Supplied entries ▸
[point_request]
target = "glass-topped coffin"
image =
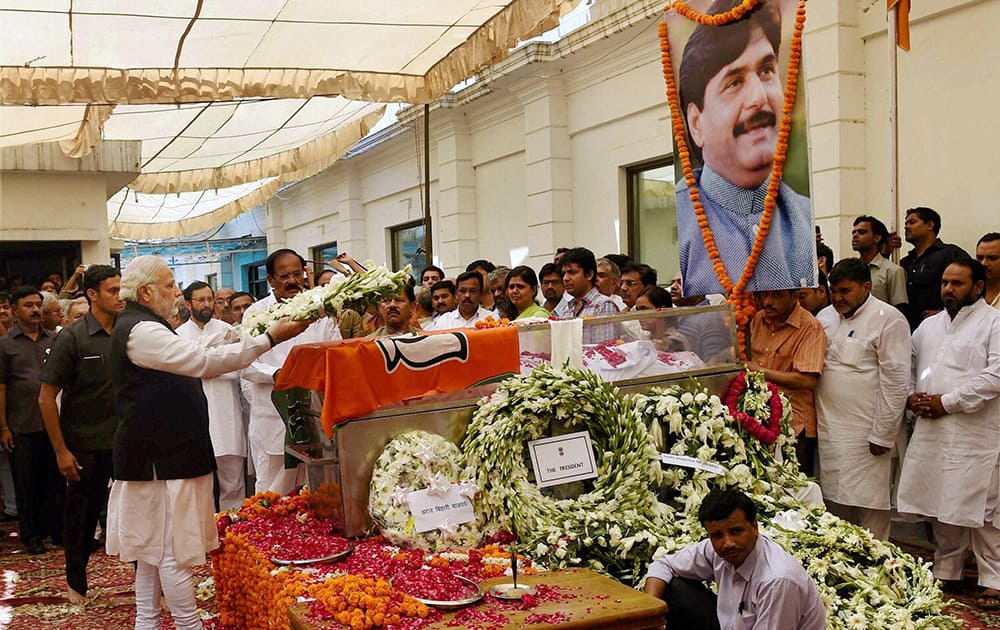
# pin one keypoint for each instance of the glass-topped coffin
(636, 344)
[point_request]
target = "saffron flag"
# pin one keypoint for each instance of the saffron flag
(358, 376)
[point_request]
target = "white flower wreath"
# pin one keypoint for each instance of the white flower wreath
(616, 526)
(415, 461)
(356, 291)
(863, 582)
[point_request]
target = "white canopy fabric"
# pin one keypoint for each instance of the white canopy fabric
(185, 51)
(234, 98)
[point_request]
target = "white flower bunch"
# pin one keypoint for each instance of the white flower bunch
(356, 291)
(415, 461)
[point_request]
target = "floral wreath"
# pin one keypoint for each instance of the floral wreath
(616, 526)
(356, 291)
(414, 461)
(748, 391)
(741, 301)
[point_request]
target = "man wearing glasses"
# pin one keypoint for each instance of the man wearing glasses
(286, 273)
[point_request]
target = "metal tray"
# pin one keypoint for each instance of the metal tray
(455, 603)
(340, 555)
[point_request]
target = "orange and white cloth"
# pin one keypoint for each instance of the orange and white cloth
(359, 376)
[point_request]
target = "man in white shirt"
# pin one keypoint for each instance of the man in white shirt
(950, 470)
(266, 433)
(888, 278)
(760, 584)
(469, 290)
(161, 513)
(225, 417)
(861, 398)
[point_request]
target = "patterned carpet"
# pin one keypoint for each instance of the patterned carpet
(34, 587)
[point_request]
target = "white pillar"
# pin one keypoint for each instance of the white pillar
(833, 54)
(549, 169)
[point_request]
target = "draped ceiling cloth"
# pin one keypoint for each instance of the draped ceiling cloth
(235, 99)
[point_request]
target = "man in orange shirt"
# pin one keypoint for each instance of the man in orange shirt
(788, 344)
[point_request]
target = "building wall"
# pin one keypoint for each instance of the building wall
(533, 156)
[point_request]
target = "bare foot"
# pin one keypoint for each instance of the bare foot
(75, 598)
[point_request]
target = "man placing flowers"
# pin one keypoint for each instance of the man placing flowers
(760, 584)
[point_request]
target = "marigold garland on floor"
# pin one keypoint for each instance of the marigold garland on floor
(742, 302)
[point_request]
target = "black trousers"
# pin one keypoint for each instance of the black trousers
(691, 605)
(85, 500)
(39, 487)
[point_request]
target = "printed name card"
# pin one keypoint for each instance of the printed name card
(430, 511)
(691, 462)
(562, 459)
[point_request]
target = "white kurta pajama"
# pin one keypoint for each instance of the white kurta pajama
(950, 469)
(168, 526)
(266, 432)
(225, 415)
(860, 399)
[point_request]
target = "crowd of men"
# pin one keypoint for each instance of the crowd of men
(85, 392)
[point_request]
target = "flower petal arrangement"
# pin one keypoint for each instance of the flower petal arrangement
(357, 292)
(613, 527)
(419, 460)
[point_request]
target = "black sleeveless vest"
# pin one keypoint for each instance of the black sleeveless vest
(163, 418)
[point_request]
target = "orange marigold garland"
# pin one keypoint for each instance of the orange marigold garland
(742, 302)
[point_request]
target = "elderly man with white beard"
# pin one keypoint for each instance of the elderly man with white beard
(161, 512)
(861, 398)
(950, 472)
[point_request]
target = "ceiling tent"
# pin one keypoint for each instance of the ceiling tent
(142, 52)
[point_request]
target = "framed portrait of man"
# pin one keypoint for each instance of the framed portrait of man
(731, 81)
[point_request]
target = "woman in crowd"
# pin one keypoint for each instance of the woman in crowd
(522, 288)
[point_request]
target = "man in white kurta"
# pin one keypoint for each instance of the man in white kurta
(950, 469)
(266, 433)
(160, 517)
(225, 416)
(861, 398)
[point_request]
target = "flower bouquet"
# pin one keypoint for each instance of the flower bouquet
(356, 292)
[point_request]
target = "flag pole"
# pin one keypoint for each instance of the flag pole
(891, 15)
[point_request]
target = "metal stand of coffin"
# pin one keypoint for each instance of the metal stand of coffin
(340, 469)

--

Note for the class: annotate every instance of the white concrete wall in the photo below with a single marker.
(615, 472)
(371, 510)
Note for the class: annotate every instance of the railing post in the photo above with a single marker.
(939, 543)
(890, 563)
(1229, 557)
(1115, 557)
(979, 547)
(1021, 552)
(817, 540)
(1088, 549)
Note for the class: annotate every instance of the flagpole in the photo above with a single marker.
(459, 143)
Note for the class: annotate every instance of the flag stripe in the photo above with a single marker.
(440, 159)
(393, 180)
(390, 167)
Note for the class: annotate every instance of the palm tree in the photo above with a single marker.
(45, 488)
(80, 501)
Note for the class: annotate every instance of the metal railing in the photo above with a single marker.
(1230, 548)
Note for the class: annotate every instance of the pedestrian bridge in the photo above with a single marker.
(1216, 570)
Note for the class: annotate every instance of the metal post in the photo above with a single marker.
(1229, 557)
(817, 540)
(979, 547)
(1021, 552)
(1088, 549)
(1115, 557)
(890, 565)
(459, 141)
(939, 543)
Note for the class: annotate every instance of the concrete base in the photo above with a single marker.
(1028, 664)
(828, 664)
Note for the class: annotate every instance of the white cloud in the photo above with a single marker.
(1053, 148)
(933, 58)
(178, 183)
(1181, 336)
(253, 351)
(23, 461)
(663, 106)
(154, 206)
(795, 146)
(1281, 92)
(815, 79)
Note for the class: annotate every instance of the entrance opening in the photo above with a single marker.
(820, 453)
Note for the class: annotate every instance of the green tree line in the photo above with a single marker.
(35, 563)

---

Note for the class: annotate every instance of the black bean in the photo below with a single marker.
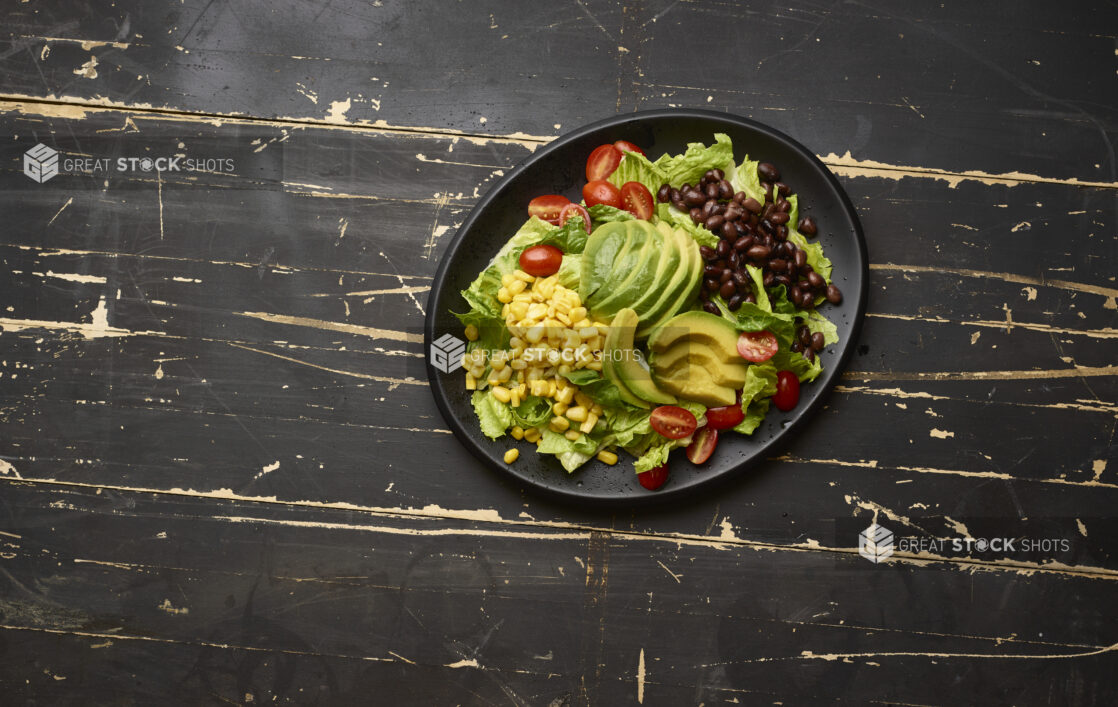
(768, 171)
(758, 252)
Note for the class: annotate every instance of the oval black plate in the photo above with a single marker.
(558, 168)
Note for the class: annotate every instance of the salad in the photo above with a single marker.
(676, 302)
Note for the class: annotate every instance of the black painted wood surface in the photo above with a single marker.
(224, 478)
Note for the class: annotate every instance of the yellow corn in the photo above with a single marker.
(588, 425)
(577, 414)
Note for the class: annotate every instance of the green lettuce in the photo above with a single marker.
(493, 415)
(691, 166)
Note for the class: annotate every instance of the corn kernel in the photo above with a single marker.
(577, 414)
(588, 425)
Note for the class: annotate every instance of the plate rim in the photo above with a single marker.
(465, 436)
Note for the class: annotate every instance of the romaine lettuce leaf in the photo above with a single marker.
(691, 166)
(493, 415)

Requirement ▸ Identify every line of the data above that contains the word "wall", matching case exactly, and copy each such line.

Exercise answer ▸
target = "building wall"
# pin one keypoint for each instance of the building wall
Note for the class: annotate every instance of the white concrete wall in the photo below with a single marker.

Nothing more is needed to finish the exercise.